Requirement:
Nothing in the records may be left out or altered; reproduce them all exactly.

---- Source material

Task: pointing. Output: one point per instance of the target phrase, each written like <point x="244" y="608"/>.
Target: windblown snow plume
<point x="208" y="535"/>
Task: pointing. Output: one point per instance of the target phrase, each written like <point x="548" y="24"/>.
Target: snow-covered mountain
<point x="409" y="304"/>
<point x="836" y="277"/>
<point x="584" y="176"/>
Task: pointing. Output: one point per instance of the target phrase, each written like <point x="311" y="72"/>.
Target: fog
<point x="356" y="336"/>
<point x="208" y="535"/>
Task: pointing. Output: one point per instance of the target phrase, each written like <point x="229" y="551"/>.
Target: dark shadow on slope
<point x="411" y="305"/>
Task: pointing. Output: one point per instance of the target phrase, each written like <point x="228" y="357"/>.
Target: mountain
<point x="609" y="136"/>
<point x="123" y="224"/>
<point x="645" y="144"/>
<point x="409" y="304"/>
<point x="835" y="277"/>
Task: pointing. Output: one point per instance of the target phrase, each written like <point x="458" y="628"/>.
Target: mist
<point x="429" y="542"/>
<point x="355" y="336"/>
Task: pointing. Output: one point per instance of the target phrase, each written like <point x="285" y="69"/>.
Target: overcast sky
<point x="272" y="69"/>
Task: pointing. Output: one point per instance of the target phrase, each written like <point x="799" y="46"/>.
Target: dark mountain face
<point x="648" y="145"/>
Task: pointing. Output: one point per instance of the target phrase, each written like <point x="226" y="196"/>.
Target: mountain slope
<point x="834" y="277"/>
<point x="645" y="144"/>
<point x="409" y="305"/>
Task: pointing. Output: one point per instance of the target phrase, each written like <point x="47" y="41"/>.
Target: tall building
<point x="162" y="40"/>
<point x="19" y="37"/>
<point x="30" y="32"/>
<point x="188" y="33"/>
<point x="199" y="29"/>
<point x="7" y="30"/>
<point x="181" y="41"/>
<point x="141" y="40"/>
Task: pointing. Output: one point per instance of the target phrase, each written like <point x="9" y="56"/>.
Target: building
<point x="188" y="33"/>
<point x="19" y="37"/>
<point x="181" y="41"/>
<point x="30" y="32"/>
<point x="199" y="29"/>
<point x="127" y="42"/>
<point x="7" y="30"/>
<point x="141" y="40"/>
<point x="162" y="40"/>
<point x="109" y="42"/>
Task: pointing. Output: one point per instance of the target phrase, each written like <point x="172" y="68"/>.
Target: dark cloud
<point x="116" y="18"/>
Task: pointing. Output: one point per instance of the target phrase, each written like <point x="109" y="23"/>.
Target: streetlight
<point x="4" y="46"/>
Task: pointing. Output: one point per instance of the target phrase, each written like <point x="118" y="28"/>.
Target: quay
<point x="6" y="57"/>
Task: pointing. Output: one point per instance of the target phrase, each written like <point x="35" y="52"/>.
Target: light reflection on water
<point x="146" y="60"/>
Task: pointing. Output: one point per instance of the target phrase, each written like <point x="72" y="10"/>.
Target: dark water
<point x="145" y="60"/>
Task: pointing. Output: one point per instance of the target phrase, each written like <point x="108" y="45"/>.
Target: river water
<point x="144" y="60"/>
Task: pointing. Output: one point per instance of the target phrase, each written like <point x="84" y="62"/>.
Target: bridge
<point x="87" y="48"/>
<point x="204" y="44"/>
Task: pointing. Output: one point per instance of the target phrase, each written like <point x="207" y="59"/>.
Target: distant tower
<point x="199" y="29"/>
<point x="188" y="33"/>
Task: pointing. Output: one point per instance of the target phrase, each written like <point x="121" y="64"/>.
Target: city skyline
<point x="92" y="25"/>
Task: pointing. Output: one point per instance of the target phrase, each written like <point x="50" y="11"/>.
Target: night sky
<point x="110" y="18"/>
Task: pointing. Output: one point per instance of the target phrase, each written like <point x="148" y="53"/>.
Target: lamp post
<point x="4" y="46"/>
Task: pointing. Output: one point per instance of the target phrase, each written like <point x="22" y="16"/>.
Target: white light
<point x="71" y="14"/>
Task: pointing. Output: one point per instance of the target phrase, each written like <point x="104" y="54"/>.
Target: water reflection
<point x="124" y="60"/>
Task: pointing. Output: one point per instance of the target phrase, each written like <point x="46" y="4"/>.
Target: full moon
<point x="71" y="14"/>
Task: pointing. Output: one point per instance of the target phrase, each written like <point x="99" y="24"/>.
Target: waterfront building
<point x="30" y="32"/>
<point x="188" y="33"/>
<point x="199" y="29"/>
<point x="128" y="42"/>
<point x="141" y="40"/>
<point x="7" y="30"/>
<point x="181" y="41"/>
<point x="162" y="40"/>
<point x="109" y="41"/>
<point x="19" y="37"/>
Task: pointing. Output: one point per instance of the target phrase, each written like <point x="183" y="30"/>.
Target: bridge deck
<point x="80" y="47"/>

--------

Written answer:
Task: pointing. Output: one point per instance of the target phrase, each written like <point x="244" y="608"/>.
Target: windblown snow plume
<point x="208" y="535"/>
Task: pointing. Output: one point per instance of the target phrase, each written like <point x="548" y="24"/>.
Target: snow-covered mountain
<point x="409" y="304"/>
<point x="836" y="277"/>
<point x="584" y="176"/>
Task: pointing. Output: one point per instance of the target phrase, each written like <point x="311" y="72"/>.
Target: fog
<point x="356" y="336"/>
<point x="208" y="535"/>
Task: pointing. Output: one point per instance of the target phrase, each written like <point x="229" y="551"/>.
Target: dark shadow on slope
<point x="411" y="305"/>
Task: pointing. Output: one point per instance of the target phrase, each written like <point x="228" y="357"/>.
Target: mountain
<point x="609" y="136"/>
<point x="123" y="224"/>
<point x="645" y="144"/>
<point x="409" y="304"/>
<point x="835" y="277"/>
Task: pointing. Output: one point per instance of the target phrase, each written like <point x="458" y="628"/>.
Target: mist
<point x="429" y="542"/>
<point x="355" y="336"/>
Task: pointing. Output: one point per instance of the target phrase, each written like <point x="285" y="69"/>.
Target: overcast sky
<point x="272" y="69"/>
Task: pointing. Output: one point per instance of the target phrase, each written like <point x="799" y="46"/>.
Target: dark mountain face
<point x="648" y="145"/>
Task: pointing. Output: one point per instance of the target phrase, each written like <point x="226" y="196"/>.
Target: mountain slope
<point x="834" y="277"/>
<point x="645" y="144"/>
<point x="409" y="305"/>
Task: pointing. Output: one point per instance of the target phrase, each written like <point x="47" y="41"/>.
Target: tall building
<point x="162" y="40"/>
<point x="19" y="37"/>
<point x="30" y="32"/>
<point x="188" y="33"/>
<point x="199" y="29"/>
<point x="7" y="30"/>
<point x="181" y="41"/>
<point x="141" y="40"/>
Task: pointing. Output: one point per instance of the target phrase, each written like <point x="9" y="56"/>.
Target: building
<point x="188" y="33"/>
<point x="19" y="37"/>
<point x="181" y="41"/>
<point x="30" y="32"/>
<point x="199" y="29"/>
<point x="127" y="42"/>
<point x="7" y="30"/>
<point x="141" y="40"/>
<point x="162" y="40"/>
<point x="109" y="42"/>
Task: pointing. Output: one point per instance of the target phrase, each written like <point x="172" y="68"/>.
Target: dark cloud
<point x="116" y="18"/>
Task: pointing. Output: one point per instance of the target phrase, each written like <point x="109" y="23"/>.
Target: streetlight
<point x="4" y="46"/>
Task: pointing. Output: one point per instance of the target phrase, each written like <point x="118" y="28"/>.
Target: quay
<point x="6" y="57"/>
Task: pointing. Output: one point per instance of the target phrase, each written like <point x="35" y="52"/>.
Target: light reflection on water
<point x="146" y="60"/>
Task: pointing. Output: one point per instance of the target phrase, each written like <point x="72" y="10"/>.
Target: dark water
<point x="145" y="60"/>
Task: pointing. Output: one point per instance of the target phrase, each written like <point x="108" y="45"/>.
Target: river water
<point x="144" y="60"/>
Task: pointing. Output: one point per instance of the target phrase, each written like <point x="84" y="62"/>.
Target: bridge
<point x="87" y="48"/>
<point x="204" y="44"/>
Task: pointing. Output: one point per instance of the target phrase, each written like <point x="207" y="59"/>.
Target: distant tower
<point x="199" y="29"/>
<point x="188" y="33"/>
Task: pointing. Output: one point per instance of the target phrase, each written like <point x="121" y="64"/>.
Target: city skyline
<point x="92" y="25"/>
Task: pointing. Output: one point per instance of the target phrase, each written like <point x="50" y="11"/>.
Target: night sky
<point x="110" y="18"/>
Task: pointing. Output: one point per instance of the target phrase, each written like <point x="148" y="53"/>.
Target: lamp post
<point x="4" y="46"/>
Task: pointing. Output: one point per instance of the target phrase, each written like <point x="22" y="16"/>.
Target: white light
<point x="71" y="14"/>
Task: pointing. Output: one point per instance of the target phrase, each written like <point x="104" y="54"/>.
Target: water reflection
<point x="124" y="60"/>
Task: pointing. Output: one point per instance of the target phrase, each written like <point x="46" y="4"/>.
Target: full moon
<point x="71" y="14"/>
Task: pointing. Output: one point per instance of the target phrase, each written like <point x="99" y="24"/>.
Target: waterfront building
<point x="30" y="32"/>
<point x="188" y="33"/>
<point x="199" y="29"/>
<point x="128" y="42"/>
<point x="141" y="40"/>
<point x="7" y="30"/>
<point x="181" y="41"/>
<point x="162" y="40"/>
<point x="109" y="41"/>
<point x="19" y="37"/>
Task: pointing. Output: one point per instance of the target phrase, each written like <point x="183" y="30"/>.
Target: bridge deck
<point x="80" y="47"/>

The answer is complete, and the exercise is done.